**Task to carry out**
Reproduce the data below word for word, omitting the pictures.

::: Supplied material :::

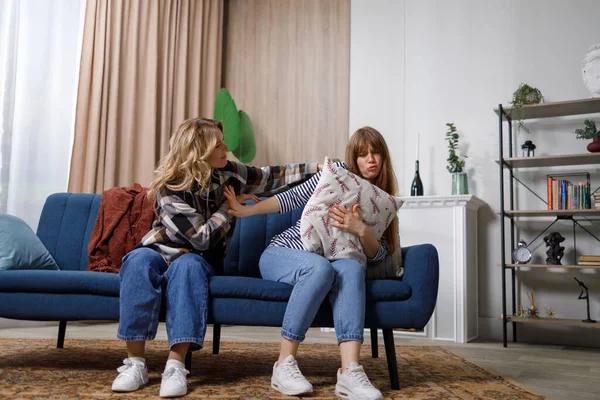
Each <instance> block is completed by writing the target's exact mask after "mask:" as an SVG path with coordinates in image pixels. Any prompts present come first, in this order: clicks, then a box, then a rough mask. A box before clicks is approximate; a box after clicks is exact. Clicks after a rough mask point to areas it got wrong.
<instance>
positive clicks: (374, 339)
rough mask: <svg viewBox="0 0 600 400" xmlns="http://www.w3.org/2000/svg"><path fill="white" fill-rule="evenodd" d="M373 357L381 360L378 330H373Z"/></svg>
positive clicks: (372, 346) (371, 344) (372, 340)
mask: <svg viewBox="0 0 600 400" xmlns="http://www.w3.org/2000/svg"><path fill="white" fill-rule="evenodd" d="M371 355H372V356H373V358H379V349H378V348H377V328H371Z"/></svg>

:::

**Exercise output**
Each <instance> block is completed by writing the target's exact mask after "mask:" as an SVG path with coordinates in image pixels. Any prompts present come first, in this order: clicks, then a box, then a rough mask. A box before clicks is approximate; a box after clicks is exact. Clicks after a rough mask point to areas it got wrong.
<instance>
positive clicks: (374, 339)
rough mask: <svg viewBox="0 0 600 400" xmlns="http://www.w3.org/2000/svg"><path fill="white" fill-rule="evenodd" d="M373 357L381 360L378 330H373Z"/></svg>
positive clicks: (372, 346) (371, 344) (372, 340)
mask: <svg viewBox="0 0 600 400" xmlns="http://www.w3.org/2000/svg"><path fill="white" fill-rule="evenodd" d="M371 355H372V356H373V358H379V349H378V348H377V328H371Z"/></svg>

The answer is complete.